= Exercise passage =
┏━━

Verify that the GPU is actually being used — the startup log should include:
INFO supertonic_server.engine ONNX providers: ['CUDAExecutionProvider', 'CPUExecutionProvider']
If you see ['CPUExecutionProvider'] only, the GPU isn't reachable from inside the container — re-check the nvidia-smi step above.
CLI
supertonic-server --help
--host TEXT Bind address.
--port INTEGER Bind port.
--device [auto|cpu|coreml|cuda] ONNX execution provider.
--model [supertonic|supertonic-2|supertonic-3]
--model-dir PATH Local model cache dir.
--voice TEXT Default voice (F1-F5, M1-M5).
--lang TEXT Default language code.
--speed FLOAT Default speed (0.5..2.0).
--total-steps INTEGER Diffusion steps (4..16). Lower = faster.
--intra-threads INTEGER ONNX intra-op threads.
--inter-threads INTEGER ONNX inter-op threads.
--max-concurrent INTEGER Concurrent synthesis ops.
--no-warmup Skip startup warmup.
--warmup-text TEXT Custom warmup utterance.
--no-ui Disable the built-in web console at /.
--log-level TEXT debug | info | warning | error.
--reload Auto-reload (dev only).
Every CLI flag also reads from SUPERTONIC_* environment variables (e.g. SUPERTONIC_PORT=9000).
Endpoints
POST /v1/audio/speech — OpenAI-compatible
Body:
{
"model": "supertonic-3", // any string; informational
"input": "Text to speak (up to 20k chars).",
"voice": "alloy", // see Voices below
"response_format": "mp3", // "mp3" | "wav" | "pcm"
"speed": 1.05, // 0.5..2.0
"lang": "en", // extension: 31 codes, see below
"total_steps": 8 // extension: 4..16
}
The response is HTTP/1.1 chunked transfer — audio bytes stream out as each sentence finishes synthesizing. Useful headers:
X-Sample-Rate: 44100X-Voice: F1(the actual Supertonic voice selected, after alias resolution)X-Language: enX-Audio-Encoding: pcm_s16le_44100_1ch(PCM only)
GET /v1/voices
Returns every accepted voice name (OpenAI aliases + Supertonic IDs) with the underlying Supertonic voice each one maps to.
GET /v1/models
OpenAI-style model list (returns supertonic-3 plus tts-1, tts-1-hd,
gpt-4o-mini-tts as aliases so clients that hard-code those names work).
GET /healthz
{"status":"ok","model":"supertonic-3","sample_rate":44100,"voices":[…],"languages":[…],"ws_enabled":true}
Other endpoints
WS /v1/audio/speech/stream— see WebSocket TTS.GET /metrics,GET /metrics/summary,GET /metrics/recent— see Observability.

┗━━

(Items from a dataset)
┏━━

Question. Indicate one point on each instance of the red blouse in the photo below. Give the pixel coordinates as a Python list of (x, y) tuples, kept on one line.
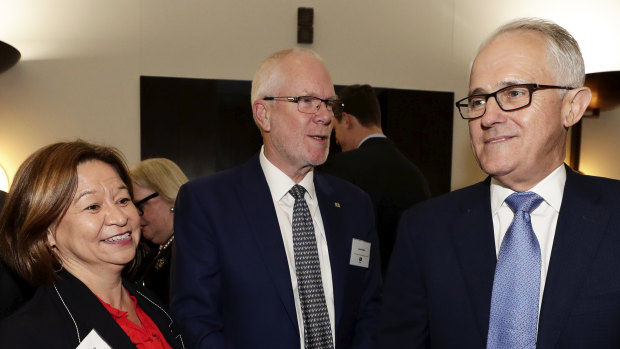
[(146, 337)]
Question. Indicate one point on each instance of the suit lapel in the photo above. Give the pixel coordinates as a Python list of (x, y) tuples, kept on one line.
[(580, 228), (337, 242), (255, 198), (473, 228)]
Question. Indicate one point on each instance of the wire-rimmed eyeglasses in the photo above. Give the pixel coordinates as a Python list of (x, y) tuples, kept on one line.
[(509, 98), (140, 203), (311, 104)]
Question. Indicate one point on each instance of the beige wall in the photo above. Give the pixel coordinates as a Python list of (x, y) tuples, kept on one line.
[(79, 76)]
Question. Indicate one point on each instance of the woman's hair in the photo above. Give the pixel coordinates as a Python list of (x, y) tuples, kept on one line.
[(161, 175), (41, 193)]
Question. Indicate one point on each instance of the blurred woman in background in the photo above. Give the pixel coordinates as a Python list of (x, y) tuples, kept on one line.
[(156, 183), (69, 226)]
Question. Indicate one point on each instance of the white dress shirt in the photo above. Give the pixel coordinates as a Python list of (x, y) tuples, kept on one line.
[(374, 135), (279, 185), (544, 217)]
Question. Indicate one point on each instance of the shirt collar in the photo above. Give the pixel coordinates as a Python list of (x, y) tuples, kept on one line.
[(279, 183), (551, 189)]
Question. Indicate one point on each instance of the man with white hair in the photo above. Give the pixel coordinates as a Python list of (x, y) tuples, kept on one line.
[(529, 257)]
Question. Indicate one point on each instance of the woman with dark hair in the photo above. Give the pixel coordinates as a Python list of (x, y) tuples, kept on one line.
[(70, 227)]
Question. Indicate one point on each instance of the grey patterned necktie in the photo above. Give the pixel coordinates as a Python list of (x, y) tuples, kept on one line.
[(317, 328)]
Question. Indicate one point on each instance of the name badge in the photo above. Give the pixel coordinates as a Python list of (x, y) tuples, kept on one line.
[(93, 341), (360, 253)]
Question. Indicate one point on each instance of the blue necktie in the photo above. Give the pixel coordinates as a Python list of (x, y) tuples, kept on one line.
[(516, 287)]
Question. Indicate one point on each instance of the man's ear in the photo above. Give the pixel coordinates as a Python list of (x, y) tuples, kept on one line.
[(261, 115), (348, 120), (575, 103)]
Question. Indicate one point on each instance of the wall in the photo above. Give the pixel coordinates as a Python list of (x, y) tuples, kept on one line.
[(79, 76)]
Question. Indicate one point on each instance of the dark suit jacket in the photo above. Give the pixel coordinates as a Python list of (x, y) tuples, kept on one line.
[(44, 321), (438, 288), (392, 181), (231, 285)]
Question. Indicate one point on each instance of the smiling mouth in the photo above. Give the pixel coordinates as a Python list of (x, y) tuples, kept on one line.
[(497, 140), (117, 238)]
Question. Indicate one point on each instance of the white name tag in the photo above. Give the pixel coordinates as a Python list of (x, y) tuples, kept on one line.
[(93, 341), (360, 253)]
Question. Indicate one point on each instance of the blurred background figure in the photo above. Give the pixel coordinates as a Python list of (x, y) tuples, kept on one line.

┗━━

= Complete the following =
- 1) In the Supertonic server documentation, rewrite everything from "--model [supertonic|supertonic-2|supertonic-3]" down to "console at /.", substituting "Initial" for each occurrence of "Default".
- 2) Render this sentence from the Supertonic server documentation in Spanish: "Every CLI flag also reads from SUPERTONIC_* environment variables (e.g. SUPERTONIC_PORT=9000)."
- 3) Extend the Supertonic server documentation, picking up right after its final line.
The listing is separate material and is not part of the Supertonic server documentation.

= Responses per task =
- 1)
--model [supertonic|supertonic-2|supertonic-3]
--model-dir PATH Local model cache dir.
--voice TEXT Initial voice (F1-F5, M1-M5).
--lang TEXT Initial language code.
--speed FLOAT Initial speed (0.5..2.0).
--total-steps INTEGER Diffusion steps (4..16). Lower = faster.
--intra-threads INTEGER ONNX intra-op threads.
--inter-threads INTEGER ONNX inter-op threads.
--max-concurrent INTEGER Concurrent synthesis ops.
--no-warmup Skip startup warmup.
--warmup-text TEXT Custom warmup utterance.
--no-ui Disable the built-in web console at /.

- 2) Cada opción de la CLI también se lee de las variables de entorno SUPERTONIC_* (p. ej., SUPERTONIC_PORT=9000).

- 3)
WebSocket TTS
For voice agents pipelining LLM → TTS, the WebSocket endpoint skips per-utterance TCP/TLS setup, takes text deltas as the LLM emits them, and supports explicit cancellation for user interruptions. It's an extension — not part of the OpenAI surface — and the protocol shape mirrors ElevenLabs'.
Endpoint: WS /v1/audio/speech/stream
client → server server → client
{ "type": "config", { "type": "ready", ... }
"voice": "alloy", "lang": "en", { "type": "config_ack", "config": {...} }
"speed": 1.05, "total_steps": 8 } { "type": "audio_start", "ttfb_ms": ... }
{ "type": "text", "text": "Hello, " } { "type": "audio", "chunk": "<base64 PCM>" }
{ "type": "text", "text": "world." } { "type": "audio_end", "stats": {...} }
{ "type": "flush" } { "type": "cancelled" }
{ "type": "cancel" } { "type": "error", "message": "..." }
{ "type": "close" }
Audio chunks are base64-encoded little-endian int16 PCM at the server's sample rate (44.1 kHz mono). flush triggers synthesis of the buffered text; cancel interrupts the in-flight stream and drops the buffer. A complete Python client lives in examples/ws_smoke.py.
Disable the endpoint with SUPERTONIC_WS_ENABLED=0.
Observability
Cloud TTS APIs can't show you what's happening server-side. We run locally — we can. Every synthesis (HTTP or WebSocket) is recorded in an in-process ring buffer (configurable, default 100), with live percentile aggregates and three endpoints to read them.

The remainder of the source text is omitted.